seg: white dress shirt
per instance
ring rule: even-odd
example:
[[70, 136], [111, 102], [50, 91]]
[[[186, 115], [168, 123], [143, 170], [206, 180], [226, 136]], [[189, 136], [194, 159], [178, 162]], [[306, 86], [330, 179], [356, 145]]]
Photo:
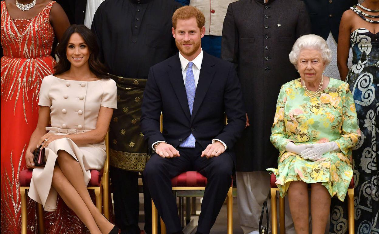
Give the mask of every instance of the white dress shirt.
[[[192, 72], [193, 72], [193, 76], [195, 78], [195, 87], [196, 88], [197, 88], [197, 83], [199, 83], [199, 77], [200, 75], [200, 70], [201, 69], [201, 63], [203, 62], [203, 56], [204, 55], [203, 50], [202, 49], [200, 53], [192, 61], [192, 62], [193, 63], [193, 65], [192, 66]], [[186, 58], [183, 57], [180, 52], [179, 53], [179, 59], [180, 60], [182, 74], [183, 76], [183, 81], [184, 82], [184, 85], [185, 86], [186, 83], [186, 73], [187, 72], [187, 70], [188, 69], [188, 63], [191, 61], [188, 61]], [[225, 150], [226, 150], [226, 149], [227, 149], [228, 147], [222, 141], [218, 139], [214, 139], [212, 140], [212, 143], [214, 143], [215, 141], [218, 141], [221, 142], [225, 147]], [[153, 149], [153, 151], [154, 151], [154, 148], [153, 146], [158, 142], [166, 142], [166, 141], [158, 141], [153, 143], [153, 144], [151, 145], [151, 148]], [[167, 142], [166, 143], [167, 143]]]
[[205, 17], [205, 35], [221, 36], [229, 3], [237, 0], [191, 0], [190, 5], [199, 9]]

────────

**Yang harus dilakukan**:
Ganti "white dress shirt" dengan "black dress shirt" pada baris-baris mulai dari awal data dan berakhir di baris yang memuat "Give the mask", lalu tulis ulang baris-baris itu tanpa mengubah hal lain. Gambarnya jangan ikut dimasukkan ke jawaban.

**Jawaban**:
seg: black dress shirt
per instance
ring rule: even-odd
example:
[[70, 136], [111, 102], [50, 91]]
[[[186, 115], [168, 123], [143, 170], [206, 180], [226, 136]], [[189, 136], [194, 159], [178, 162]], [[306, 86], [330, 179], [356, 145]]]
Photo:
Give the mask of every instance of the black dress shirt.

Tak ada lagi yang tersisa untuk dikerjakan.